[Coordinate annotation records]
********

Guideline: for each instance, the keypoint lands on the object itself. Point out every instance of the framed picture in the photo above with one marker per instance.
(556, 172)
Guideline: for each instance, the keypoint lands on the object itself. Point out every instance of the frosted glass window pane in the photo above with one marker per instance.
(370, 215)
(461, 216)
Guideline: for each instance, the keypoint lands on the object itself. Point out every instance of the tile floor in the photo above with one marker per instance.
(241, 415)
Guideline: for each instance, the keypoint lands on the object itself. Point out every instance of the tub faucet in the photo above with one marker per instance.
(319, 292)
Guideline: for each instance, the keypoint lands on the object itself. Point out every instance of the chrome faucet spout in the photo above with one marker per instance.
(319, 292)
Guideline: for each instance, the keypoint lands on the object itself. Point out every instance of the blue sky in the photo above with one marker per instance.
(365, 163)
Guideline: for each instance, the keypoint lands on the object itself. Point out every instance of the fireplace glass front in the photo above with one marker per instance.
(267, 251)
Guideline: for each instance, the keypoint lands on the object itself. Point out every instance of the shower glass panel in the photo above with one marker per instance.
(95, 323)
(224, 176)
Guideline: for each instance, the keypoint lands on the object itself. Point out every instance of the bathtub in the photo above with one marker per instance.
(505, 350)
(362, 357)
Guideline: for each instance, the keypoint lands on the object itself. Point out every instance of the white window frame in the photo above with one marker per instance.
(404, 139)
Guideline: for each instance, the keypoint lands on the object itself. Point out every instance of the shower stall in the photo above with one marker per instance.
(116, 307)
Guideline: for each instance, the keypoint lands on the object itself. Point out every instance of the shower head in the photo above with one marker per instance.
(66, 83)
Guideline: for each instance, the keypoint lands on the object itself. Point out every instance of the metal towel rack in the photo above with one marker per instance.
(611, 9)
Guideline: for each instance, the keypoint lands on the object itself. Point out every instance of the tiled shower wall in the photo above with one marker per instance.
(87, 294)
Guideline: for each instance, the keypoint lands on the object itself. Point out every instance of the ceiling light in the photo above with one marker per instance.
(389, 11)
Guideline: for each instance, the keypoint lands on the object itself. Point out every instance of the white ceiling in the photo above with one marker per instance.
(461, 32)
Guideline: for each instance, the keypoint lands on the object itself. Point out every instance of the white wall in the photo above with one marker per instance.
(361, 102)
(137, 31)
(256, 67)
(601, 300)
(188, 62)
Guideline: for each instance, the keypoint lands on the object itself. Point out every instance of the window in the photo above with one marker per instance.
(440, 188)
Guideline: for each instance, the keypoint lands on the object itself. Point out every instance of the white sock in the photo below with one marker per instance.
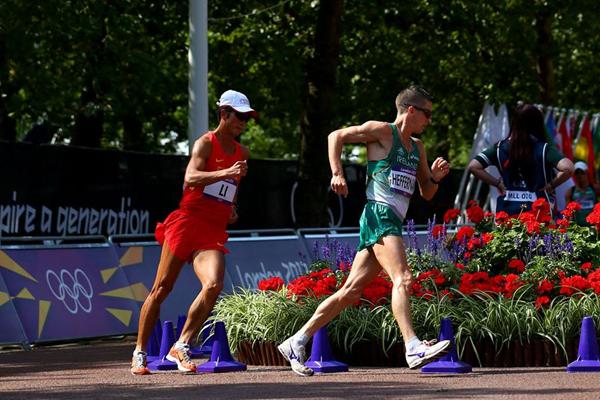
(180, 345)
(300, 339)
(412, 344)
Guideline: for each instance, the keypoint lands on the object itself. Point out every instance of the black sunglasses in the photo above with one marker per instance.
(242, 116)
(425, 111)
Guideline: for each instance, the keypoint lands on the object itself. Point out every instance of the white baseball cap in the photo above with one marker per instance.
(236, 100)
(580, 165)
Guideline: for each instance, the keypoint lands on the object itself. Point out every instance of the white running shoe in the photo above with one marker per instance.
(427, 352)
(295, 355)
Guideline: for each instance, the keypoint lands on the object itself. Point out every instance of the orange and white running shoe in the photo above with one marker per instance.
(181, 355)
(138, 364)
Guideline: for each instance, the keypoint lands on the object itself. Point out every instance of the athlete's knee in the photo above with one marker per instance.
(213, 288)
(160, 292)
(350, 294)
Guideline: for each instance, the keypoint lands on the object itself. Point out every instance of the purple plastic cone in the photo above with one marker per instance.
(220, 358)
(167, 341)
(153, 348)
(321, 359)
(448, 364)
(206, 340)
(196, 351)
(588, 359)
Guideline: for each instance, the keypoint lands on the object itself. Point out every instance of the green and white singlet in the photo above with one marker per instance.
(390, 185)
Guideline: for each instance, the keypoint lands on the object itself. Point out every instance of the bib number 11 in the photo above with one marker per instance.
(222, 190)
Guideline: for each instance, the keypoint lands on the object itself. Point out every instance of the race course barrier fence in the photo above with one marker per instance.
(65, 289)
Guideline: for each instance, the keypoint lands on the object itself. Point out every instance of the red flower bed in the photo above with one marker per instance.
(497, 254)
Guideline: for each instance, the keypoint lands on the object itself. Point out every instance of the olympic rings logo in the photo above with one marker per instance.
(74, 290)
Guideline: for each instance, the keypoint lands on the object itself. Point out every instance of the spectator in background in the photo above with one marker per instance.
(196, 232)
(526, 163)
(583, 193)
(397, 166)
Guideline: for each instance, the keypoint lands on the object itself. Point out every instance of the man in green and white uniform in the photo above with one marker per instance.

********

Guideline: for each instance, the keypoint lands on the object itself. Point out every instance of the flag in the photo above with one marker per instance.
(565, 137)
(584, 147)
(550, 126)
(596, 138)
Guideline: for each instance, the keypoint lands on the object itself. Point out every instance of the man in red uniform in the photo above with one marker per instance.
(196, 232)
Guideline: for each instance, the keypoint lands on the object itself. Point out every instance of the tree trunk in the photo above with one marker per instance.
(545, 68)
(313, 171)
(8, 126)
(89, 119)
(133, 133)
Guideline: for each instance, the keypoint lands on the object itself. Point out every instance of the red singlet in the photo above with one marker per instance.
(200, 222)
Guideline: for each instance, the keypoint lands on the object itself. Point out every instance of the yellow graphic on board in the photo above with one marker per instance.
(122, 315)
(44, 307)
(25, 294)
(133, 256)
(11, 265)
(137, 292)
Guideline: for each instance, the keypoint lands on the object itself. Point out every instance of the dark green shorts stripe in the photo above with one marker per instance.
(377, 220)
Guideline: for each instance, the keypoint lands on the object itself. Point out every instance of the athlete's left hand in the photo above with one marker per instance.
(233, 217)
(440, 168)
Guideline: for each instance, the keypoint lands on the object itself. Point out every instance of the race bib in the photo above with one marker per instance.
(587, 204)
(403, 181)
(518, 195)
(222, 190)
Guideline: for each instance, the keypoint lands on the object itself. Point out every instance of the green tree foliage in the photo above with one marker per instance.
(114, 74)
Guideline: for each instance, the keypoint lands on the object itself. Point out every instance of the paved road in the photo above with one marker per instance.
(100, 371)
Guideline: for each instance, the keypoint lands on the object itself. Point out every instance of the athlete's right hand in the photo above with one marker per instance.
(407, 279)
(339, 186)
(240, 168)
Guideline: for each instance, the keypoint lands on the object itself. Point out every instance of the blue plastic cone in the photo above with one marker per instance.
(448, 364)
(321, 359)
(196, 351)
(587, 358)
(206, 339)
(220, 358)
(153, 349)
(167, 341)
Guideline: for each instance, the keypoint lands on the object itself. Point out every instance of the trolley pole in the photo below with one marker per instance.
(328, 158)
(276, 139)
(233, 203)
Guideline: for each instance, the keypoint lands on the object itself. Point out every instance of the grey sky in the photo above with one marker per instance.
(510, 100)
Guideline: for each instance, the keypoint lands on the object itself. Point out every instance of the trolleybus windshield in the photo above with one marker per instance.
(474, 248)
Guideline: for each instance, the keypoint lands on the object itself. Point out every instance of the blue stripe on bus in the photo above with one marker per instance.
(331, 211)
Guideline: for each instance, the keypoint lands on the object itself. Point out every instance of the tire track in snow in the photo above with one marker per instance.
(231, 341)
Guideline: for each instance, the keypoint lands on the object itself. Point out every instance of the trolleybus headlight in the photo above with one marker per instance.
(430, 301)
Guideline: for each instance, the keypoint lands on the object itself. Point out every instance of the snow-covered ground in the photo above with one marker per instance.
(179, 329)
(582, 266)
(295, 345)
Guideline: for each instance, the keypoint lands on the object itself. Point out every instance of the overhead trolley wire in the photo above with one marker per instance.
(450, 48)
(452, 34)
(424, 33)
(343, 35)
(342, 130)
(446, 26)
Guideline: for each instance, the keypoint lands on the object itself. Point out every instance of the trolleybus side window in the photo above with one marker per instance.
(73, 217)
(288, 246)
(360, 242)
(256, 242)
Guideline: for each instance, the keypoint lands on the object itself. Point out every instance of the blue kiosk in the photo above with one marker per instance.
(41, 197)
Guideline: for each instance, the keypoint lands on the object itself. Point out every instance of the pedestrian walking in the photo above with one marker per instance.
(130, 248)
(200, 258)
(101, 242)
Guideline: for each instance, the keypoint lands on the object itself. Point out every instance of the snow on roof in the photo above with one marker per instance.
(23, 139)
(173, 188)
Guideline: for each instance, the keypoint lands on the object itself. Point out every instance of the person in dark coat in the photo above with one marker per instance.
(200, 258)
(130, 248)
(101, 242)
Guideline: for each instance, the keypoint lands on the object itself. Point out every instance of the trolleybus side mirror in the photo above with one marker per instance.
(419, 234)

********

AIM OF THE EXERCISE
Rewrite the records from the line with "of the spectator" up to and including the line with "man in green", changing "spectator in background" to "background spectator" and leaving everything else unchanged.

THE ANSWER
Guideline: for each instance, the keypoint lands on the object itself. Point out every instance of the background spectator in the photo above with one marker per instance.
(196, 232)
(526, 163)
(583, 193)
(397, 166)
Guideline: for each instance, the keypoint lands on the object itself. Point out every instance of the man in green and white uniform in the photo above with one marker per instance.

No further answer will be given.